++++ Okuma metni ++++
Gelelim yavru muhalefete.
MHP’ nin hem demokrasiden söz etmesi hem de çözüm yerinin meclis olduğunu özrüne neden olarak kullanması hiç de, inandırıcı değildir. MHP: bundan sonra olacaklara vebal ortağı olmaktan başka bir anlama gelmez. Ulusal irade böyle mi savunulur? Gerçek demokrasilerin insan hak ve özgürlüğü seçilmiş bir savaş kahramanı Korgeneral Alanı hapiste bırakarak mı hakkını savunacaklar?
Neydi o altın fırsat?
++++ Veri kümesi kesiti ++++
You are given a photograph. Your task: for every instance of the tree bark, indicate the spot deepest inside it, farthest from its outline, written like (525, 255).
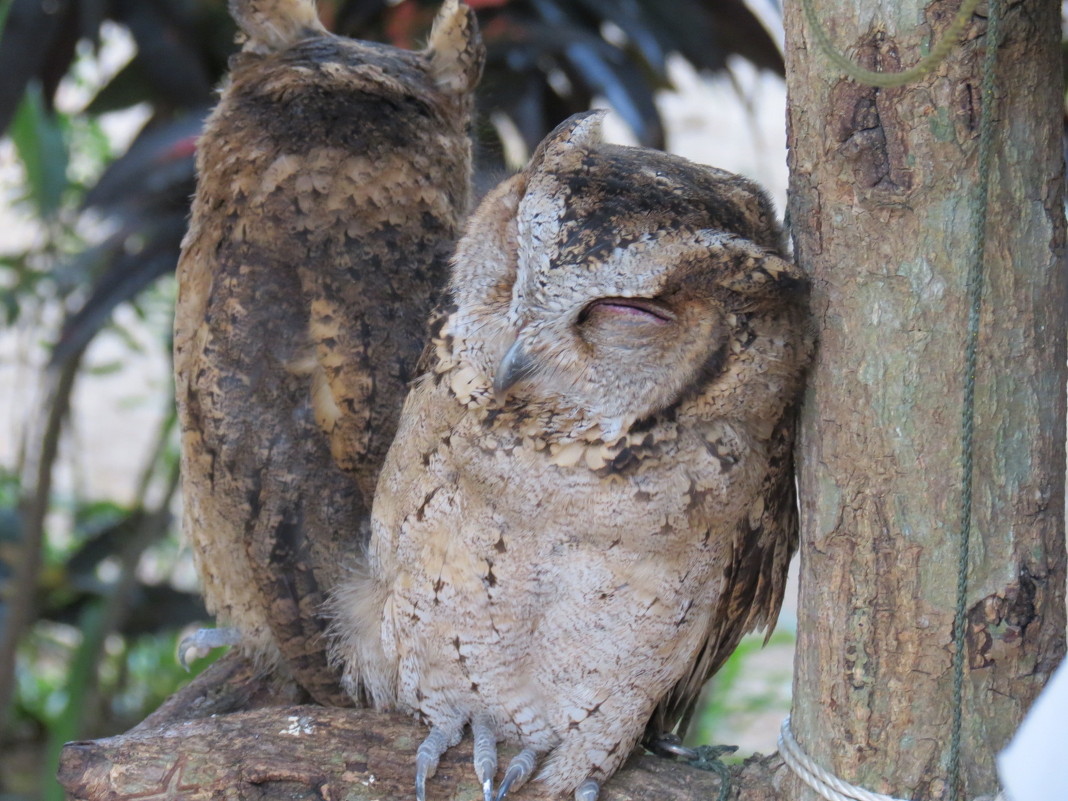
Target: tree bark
(230, 735)
(882, 202)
++++
Yukarıdaki, MHP'yi eleştiren okuma metninin tamamını hiçbir harfini değiştirmeden kopyalayın.

— Görev çözümü —
Gelelim yavru muhalefete.
MHP’ nin hem demokrasiden söz etmesi hem de çözüm yerinin meclis olduğunu özrüne neden olarak kullanması hiç de, inandırıcı değildir. MHP: bundan sonra olacaklara vebal ortağı olmaktan başka bir anlama gelmez. Ulusal irade böyle mi savunulur? Gerçek demokrasilerin insan hak ve özgürlüğü seçilmiş bir savaş kahramanı Korgeneral Alanı hapiste bırakarak mı hakkını savunacaklar?
Neydi o altın fırsat?